КОРОТКОЕ ЗАДАНИЕ 1: Перепишите без изменений часть текста о патенте на смайлики, начиная со слов «И вот патент» и продолжая до слов «какого-то физического эксперимента.» включительно.

ФРАГМЕНТ ТЕКСТА:
>>>
# Форум на русском языке  > Новости  > Новости интернет-пространства  >  Житель Гатчины vs Siemens

## ALEX(XX)

*Суд признал незаконным использование в сотовых телефонах сименс изобретение жителя Гатчины*

Все знают, что такое «смайлики» и как ими пользоваться. Но никто не знает, что подобный способ выражения эмоций появился не более 20 лет назад, а всего лишь 6 лет назад – в 1999 году, когда житель Гатчины «придумал» и запатентовал изобретение, получившее название «Способ направленной регуляции психоэмоционального состояния человека».

И вот патент пригодился. Как сообщает газета "Аргументы и факты", на днях октябрьский районный суд Петербурга вынес беспрецедентное решение, удовлетворив иск 45-летнего жителя Гатчины Виктора Петрова к российскому филиалу фирмы «Сименс» о нарушении авторского права. Суд признал незаконным использование в сотовых телефонах всемирно известной компании «изобретения» истца.

История «смайликов»

В сентябре 1982 года один остряк ввел в замешательство всех пользователей Bulletin Board университета Carnegie Mellon (CMU), заявив, что один из лифтов в здании якобы был заблокирован из-за заражения ртутью вследствие какого-то физического эксперимента.
<<<
ПОКАЗАННЫЕ ЗАПИСИ:
>>>
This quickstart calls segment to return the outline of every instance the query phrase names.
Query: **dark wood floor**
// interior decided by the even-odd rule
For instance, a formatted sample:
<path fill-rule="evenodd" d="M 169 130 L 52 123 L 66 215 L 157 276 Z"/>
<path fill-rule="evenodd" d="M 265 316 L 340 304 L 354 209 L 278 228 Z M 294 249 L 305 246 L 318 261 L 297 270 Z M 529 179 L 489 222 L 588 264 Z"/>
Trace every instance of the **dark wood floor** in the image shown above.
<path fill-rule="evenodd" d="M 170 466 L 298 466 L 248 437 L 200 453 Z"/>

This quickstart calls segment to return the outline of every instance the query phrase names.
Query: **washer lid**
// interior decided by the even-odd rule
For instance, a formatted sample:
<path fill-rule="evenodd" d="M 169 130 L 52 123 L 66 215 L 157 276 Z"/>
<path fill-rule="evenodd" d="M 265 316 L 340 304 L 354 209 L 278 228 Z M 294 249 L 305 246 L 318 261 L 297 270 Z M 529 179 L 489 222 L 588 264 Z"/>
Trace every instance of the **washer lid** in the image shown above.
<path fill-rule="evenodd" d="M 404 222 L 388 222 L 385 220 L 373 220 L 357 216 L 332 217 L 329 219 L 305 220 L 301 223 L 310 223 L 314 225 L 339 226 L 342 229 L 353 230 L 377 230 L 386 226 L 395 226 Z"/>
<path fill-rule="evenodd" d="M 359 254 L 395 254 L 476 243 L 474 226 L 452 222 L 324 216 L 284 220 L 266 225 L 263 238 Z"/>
<<<
КОРОТКОЕ ЗАДАНИЕ 2: Найдите в записях все строки, где встречается слово «above», и выпишите их полностью. Регистр букв учитывается.

РАЗОБРАННЫЙ ОТВЕТ 1:
И вот патент пригодился. Как сообщает газета "Аргументы и факты", на днях октябрьский районный суд Петербурга вынес беспрецедентное решение, удовлетворив иск 45-летнего жителя Гатчины Виктора Петрова к российскому филиалу фирмы «Сименс» о нарушении авторского права. Суд признал незаконным использование в сотовых телефонах всемирно известной компании «изобретения» истца.

История «смайликов»

В сентябре 1982 года один остряк ввел в замешательство всех пользователей Bulletin Board университета Carnegie Mellon (CMU), заявив, что один из лифтов в здании якобы был заблокирован из-за заражения ртутью вследствие какого-то физического эксперимента.

РАЗОБРАННЫЙ ОТВЕТ 2:
Trace every instance of the **dark wood floor** in the image shown above.
Trace every instance of the **washer lid** in the image shown above.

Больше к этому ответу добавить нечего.